» WHAT IS EXPECTED:
Print the records below exactly as they appear.

Segment Open

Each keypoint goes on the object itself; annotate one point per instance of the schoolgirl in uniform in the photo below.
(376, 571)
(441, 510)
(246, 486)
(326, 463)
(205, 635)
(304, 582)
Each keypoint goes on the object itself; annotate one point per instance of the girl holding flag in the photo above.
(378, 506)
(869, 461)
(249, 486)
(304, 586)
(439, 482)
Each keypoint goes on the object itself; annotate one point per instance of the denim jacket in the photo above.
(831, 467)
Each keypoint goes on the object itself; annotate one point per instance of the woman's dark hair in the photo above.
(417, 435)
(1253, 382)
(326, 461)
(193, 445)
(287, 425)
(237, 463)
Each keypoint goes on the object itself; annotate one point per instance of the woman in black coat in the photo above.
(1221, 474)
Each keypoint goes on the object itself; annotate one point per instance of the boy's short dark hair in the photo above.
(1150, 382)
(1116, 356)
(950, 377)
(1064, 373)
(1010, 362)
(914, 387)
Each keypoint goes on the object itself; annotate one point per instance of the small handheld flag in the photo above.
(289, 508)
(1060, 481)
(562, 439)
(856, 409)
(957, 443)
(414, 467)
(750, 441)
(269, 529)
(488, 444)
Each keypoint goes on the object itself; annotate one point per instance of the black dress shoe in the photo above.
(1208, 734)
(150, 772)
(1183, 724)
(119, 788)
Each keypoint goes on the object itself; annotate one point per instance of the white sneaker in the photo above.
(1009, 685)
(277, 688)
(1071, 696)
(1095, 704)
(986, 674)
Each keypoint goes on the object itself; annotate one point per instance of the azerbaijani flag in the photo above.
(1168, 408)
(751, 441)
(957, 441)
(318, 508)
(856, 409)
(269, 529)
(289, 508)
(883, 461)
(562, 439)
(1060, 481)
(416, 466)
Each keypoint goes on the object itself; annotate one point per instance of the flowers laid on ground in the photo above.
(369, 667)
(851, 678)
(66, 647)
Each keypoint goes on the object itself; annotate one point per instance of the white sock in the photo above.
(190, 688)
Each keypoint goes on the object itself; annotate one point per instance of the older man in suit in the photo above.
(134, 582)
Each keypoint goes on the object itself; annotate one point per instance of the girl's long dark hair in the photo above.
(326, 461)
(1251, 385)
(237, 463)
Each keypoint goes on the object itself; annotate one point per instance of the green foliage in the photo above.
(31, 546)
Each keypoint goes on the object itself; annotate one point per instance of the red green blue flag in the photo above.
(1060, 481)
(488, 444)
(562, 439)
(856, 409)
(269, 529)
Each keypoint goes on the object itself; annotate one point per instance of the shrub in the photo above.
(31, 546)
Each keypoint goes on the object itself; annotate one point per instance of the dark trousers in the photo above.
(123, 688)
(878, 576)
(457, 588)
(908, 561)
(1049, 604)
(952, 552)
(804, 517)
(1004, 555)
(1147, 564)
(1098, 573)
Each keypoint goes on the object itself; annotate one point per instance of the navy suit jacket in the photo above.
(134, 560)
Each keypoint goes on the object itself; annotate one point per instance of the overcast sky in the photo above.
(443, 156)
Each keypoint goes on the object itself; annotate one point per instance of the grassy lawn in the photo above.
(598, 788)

Segment Closed

» RESULT FOR THIS EXERCISE:
Each keypoint goes on the object itself; annotate one point per instance of the schoolgirl in uniform in the photo below.
(376, 571)
(441, 510)
(246, 486)
(326, 463)
(205, 635)
(304, 582)
Each keypoint goes on the object itself; annotate one point per instance of the girl holding flag in the photo above.
(378, 506)
(869, 461)
(249, 486)
(304, 586)
(439, 482)
Each keypoint goes on the object itself; annotate one point per instance of the denim jacket in the photo above.
(831, 467)
Each keypoint goes on the object itself; annotate one point per instance of the woman's dark hair in the photo above.
(417, 435)
(1253, 382)
(326, 461)
(193, 445)
(287, 425)
(237, 463)
Each keypoint goes on the object itself; annotate one point per instance of the woman in black coat in the photo above.
(1221, 474)
Each keypoint goes on the object itself; annotate one point per instance of the boy's short dark hair in the photo above.
(1150, 382)
(1116, 356)
(950, 377)
(1064, 373)
(1010, 362)
(914, 387)
Each keypoint goes on the object itself; annotate one point per instance of the small handheld flag in the photo above.
(289, 508)
(1060, 481)
(562, 439)
(856, 409)
(957, 443)
(414, 467)
(750, 441)
(269, 529)
(488, 444)
Each keypoint goes on the object itself; annotate one point per instance of the black dress shoe in the photo above.
(1208, 734)
(150, 772)
(1183, 724)
(119, 788)
Each keypoint goes on the object itself; annotate one point per instance of the white sneaker in the photo above.
(1009, 685)
(277, 688)
(1071, 696)
(1095, 704)
(986, 674)
Each keypoint goes on the object itself; annotate one point per instance of the azerbaijani flag in the photo above.
(1168, 408)
(751, 441)
(957, 441)
(318, 508)
(856, 409)
(269, 529)
(289, 508)
(883, 461)
(562, 439)
(1060, 481)
(416, 466)
Each keypoint goes on the object itself; annotate one point per instance of the flowers laid on ground in the photo above.
(369, 667)
(851, 678)
(66, 647)
Each keypoint goes on the object itself; annotate one point per instance of the white sock in the photo above.
(190, 688)
Each keypoint goes on the object itself; annotate one point per instance of the older man in suit in the photo above.
(134, 582)
Each keypoint goes on the object itself; annotate one point per instance of the girl's long dark hair in the photo above.
(326, 461)
(1251, 385)
(237, 463)
Each keypoint goes on the object itself; annotate one point per instance of the green foliage in the photo above.
(31, 546)
Each keypoint goes on the object itself; annotate one point per instance of the red green blue flag in the photo above.
(1060, 481)
(488, 444)
(562, 439)
(856, 409)
(269, 529)
Each keypoint goes on the object itself; annotate one point per instance of the shrub in the photo above.
(31, 546)
Each keypoint goes on the object itself; annotate one point per instance of the dark trousers in the photo above.
(123, 688)
(878, 576)
(457, 588)
(908, 561)
(1049, 604)
(952, 552)
(804, 517)
(1004, 555)
(1147, 564)
(1098, 573)
Each keypoint goes on the object itself; annotate one point per instance of the navy suit jacket in the photo above.
(134, 560)
Each keypoint goes on the object itself; annotate one point per instance of the overcast sky in the photo above.
(443, 156)
Each keypoint goes on the object itself; annotate one point per instance of the grassy lawn in the photo above.
(598, 788)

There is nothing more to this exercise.